# [GIVEN INSTRUCTION]
Pull out every line of the listing below that contains the string "pavement". Matching is case-sensitive.

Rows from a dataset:
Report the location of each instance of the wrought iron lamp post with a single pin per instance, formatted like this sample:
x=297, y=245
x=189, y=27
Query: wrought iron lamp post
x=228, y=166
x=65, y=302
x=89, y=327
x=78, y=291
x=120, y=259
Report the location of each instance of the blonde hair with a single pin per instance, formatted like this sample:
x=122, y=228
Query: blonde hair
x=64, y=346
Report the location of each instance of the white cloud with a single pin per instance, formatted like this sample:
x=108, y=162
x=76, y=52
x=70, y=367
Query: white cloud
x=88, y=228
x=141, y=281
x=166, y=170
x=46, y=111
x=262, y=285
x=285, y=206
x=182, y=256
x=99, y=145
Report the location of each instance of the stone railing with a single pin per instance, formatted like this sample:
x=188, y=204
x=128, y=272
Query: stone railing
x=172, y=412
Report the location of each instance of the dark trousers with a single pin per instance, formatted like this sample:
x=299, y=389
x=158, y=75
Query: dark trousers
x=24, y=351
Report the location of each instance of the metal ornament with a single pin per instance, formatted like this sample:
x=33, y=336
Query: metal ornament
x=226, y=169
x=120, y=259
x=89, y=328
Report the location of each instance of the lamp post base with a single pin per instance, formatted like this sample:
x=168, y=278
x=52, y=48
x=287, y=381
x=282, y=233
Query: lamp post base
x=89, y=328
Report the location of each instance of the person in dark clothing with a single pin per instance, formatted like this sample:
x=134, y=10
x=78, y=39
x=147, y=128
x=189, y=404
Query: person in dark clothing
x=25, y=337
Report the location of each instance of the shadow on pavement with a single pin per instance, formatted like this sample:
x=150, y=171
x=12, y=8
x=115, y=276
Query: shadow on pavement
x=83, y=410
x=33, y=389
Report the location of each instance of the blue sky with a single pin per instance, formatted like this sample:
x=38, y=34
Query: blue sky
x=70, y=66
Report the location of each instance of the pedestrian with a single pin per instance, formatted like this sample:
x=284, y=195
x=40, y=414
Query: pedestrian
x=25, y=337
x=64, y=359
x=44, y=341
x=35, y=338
---
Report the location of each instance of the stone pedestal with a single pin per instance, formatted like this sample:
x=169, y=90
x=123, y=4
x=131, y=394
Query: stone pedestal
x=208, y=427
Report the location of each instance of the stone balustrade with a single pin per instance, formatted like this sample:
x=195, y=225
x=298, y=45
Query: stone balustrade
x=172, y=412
---
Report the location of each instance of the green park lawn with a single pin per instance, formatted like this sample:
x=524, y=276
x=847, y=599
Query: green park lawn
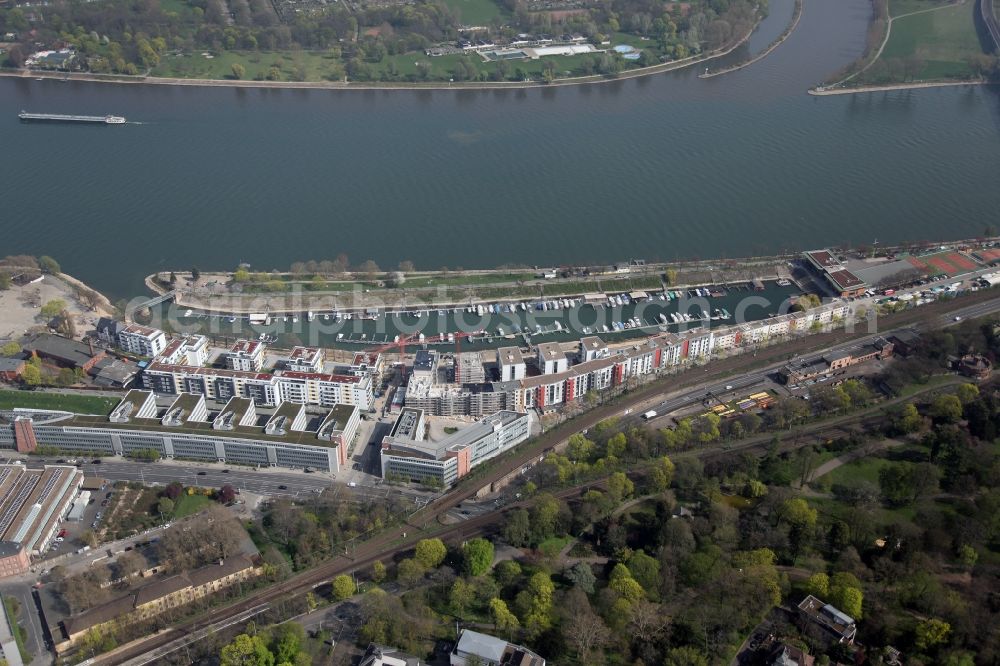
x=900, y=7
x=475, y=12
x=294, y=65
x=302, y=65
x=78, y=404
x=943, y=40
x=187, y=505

# [SOLUTION]
Report the location of each instance of the shadow on pavement with a single pin per instance, formatted like this sample:
Query: shadow on pavement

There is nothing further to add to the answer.